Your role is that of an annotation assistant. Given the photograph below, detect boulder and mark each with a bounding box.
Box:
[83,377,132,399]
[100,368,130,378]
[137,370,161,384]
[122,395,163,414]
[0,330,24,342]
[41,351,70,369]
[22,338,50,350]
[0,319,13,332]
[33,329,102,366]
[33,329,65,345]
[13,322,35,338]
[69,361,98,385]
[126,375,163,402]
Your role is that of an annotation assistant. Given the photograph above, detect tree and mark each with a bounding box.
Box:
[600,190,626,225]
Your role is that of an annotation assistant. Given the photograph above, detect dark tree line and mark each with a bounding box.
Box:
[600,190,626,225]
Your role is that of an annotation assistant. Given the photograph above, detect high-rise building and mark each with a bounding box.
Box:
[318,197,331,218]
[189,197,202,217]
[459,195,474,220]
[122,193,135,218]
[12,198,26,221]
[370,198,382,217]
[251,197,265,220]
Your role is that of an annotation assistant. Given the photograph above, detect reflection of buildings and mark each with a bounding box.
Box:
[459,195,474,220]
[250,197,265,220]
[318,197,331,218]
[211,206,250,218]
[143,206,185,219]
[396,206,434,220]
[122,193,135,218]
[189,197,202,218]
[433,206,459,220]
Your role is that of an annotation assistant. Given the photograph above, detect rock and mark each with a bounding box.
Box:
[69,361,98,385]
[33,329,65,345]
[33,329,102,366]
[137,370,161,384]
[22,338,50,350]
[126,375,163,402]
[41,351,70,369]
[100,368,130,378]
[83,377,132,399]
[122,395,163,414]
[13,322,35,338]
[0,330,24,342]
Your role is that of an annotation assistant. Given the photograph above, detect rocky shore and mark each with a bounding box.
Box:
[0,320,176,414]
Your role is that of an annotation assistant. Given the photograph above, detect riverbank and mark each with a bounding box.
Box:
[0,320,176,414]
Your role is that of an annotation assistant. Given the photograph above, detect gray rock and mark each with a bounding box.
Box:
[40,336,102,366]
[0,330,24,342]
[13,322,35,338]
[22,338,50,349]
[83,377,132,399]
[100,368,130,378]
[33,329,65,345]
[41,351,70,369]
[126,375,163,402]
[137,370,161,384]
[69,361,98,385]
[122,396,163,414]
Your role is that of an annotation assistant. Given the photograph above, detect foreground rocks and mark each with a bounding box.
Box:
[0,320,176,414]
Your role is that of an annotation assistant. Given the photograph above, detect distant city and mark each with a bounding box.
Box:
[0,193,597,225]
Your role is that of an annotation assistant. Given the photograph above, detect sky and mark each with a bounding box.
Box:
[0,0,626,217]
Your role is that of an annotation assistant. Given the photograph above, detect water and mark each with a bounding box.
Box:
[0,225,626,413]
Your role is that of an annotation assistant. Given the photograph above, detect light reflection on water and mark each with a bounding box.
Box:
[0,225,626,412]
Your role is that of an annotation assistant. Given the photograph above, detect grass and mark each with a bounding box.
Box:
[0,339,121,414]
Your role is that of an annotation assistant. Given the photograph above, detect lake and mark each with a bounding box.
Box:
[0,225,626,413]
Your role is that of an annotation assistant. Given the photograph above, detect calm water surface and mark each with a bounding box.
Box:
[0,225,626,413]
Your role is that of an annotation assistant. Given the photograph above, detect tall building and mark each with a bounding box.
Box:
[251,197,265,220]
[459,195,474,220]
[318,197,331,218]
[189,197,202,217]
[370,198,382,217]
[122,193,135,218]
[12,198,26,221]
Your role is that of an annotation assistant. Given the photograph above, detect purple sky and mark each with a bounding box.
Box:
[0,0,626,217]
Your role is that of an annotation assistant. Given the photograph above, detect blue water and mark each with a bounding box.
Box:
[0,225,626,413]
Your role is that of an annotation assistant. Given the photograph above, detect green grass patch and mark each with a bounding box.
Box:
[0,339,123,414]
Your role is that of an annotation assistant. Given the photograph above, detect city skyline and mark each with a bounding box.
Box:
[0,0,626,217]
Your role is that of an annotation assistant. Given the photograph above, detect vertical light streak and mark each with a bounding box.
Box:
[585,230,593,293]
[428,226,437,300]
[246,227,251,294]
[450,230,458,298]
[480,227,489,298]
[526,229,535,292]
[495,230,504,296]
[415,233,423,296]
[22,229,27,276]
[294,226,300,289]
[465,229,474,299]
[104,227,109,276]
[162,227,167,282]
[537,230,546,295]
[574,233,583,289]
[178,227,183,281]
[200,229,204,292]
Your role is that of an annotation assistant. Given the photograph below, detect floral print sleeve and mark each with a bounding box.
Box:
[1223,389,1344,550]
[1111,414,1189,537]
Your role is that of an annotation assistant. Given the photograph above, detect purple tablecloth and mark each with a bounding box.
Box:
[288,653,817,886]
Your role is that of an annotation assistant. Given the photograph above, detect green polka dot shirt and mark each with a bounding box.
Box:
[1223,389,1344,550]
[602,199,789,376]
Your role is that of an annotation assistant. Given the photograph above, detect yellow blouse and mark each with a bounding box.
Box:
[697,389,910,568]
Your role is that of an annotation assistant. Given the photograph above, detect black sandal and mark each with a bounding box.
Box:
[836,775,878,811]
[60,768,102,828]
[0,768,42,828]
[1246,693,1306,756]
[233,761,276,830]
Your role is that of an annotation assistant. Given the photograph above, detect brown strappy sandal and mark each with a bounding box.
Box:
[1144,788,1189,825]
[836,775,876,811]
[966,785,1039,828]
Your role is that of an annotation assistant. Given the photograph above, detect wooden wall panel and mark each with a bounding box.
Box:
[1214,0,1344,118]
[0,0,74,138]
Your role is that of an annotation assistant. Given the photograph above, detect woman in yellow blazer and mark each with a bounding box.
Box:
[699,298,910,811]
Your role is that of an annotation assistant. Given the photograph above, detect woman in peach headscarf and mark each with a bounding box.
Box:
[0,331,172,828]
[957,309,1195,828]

**********

▶ INSTRUCTION: Rescale the entries between the line containing "blazer and mark each with a bounding box." and the end of the entries, inclusive. Reproduce every line, requests included, but multiply each bounding-box coordinate by 2.35 and round it to a whole number, with halves rounding up.

▶ ANSWER TO THIS TASK:
Your role is that of an annotation assistant. Given the photograph above, detect woman in yellow blazer and mark each with a bounding box.
Box:
[1643,700,2139,1906]
Your role is that of an annotation assistant. Given the photograph above, detect woman in peach headscarf and mark each with a bounding box.
Box:
[0,778,404,1946]
[2249,726,2808,1946]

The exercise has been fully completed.